→ **Text**
Vijay Takkar is taking a bold risk with venturing into Tamil youth shows, when regional audiences have embraced OTT
In the face of these developments across the Indian streaming landscape, launching a new youth channel — in a regional language, at that — is a bold and dangerous step for Disney Star to take. It is commendable that such youth shows are indeed being launched in the first place, but youngsters in regional languages are quickly latching on to streaming services like their Hindi counterparts. And, irrespective of the original language that an OTT show is made in, it is readily accessible in a wide range of languages through multiple audio feeds and subtitle tracks.
That Vijay Takkar is being launched to have its finger on the pulse of Tamil youngsters is a good move, but whether it will last for a long time in its Gen Z avatar is uncertain. Though its shows will naturally be available on Disney+ Hotstar, it and other OTT platforms now have a large and growing number of Tamil and other regional-language shows (plus Hindi and English shows with regional dubs) that are highly popular among youth. Furthermore, its programming strategy will include music and movies in addition to youth shows, which may further broaden its scope as a secondary GEC in the same manner as Vijay Music turned out to be. These and other factors can make or break the fate of Vijay Takkar going forward, but it will nevertheless go down as an interesting experiment in Tamil TV when all is said and done.
Disclaimer: Views expressed are personal.

→ **What needs to be done**
Rewrite the Vijay Takkar passage from "That Vijay Takkar" to "expressed are personal.", swapping "Gen Z" for "Generation Z". The listing that comes next is separate material.

→ **Information shown**
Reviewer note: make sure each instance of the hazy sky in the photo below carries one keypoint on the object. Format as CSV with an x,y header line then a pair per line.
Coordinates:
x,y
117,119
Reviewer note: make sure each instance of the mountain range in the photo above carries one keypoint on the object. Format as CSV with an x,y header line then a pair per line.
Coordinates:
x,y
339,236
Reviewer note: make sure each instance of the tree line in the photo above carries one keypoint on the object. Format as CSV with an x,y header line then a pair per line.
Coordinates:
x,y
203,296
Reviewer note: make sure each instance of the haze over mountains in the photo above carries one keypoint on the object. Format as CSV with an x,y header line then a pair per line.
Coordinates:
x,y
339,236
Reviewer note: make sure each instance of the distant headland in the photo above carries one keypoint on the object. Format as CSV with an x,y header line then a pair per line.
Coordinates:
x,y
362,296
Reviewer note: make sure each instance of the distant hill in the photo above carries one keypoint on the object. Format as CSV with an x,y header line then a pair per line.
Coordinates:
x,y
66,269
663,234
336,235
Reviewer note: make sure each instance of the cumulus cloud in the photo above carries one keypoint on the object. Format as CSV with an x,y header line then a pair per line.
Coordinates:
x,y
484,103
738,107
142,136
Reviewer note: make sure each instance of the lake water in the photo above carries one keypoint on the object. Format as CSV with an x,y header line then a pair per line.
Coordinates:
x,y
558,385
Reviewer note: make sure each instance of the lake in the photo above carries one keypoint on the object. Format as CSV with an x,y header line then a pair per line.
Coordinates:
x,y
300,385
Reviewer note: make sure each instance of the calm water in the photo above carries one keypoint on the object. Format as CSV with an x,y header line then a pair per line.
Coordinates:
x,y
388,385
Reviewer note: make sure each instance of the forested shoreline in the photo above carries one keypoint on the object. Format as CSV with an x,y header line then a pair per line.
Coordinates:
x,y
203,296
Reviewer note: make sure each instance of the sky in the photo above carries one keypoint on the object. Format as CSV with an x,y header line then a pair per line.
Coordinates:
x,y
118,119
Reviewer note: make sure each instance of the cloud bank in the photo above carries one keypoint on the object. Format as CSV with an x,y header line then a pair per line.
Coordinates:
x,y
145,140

→ **Reply to the exercise**
That Vijay Takkar is being launched to have its finger on the pulse of Tamil youngsters is a good move, but whether it will last for a long time in its Generation Z avatar is uncertain. Though its shows will naturally be available on Disney+ Hotstar, it and other OTT platforms now have a large and growing number of Tamil and other regional-language shows (plus Hindi and English shows with regional dubs) that are highly popular among youth. Furthermore, its programming strategy will include music and movies in addition to youth shows, which may further broaden its scope as a secondary GEC in the same manner as Vijay Music turned out to be. These and other factors can make or break the fate of Vijay Takkar going forward, but it will nevertheless go down as an interesting experiment in Tamil TV when all is said and done.
Disclaimer: Views expressed are personal.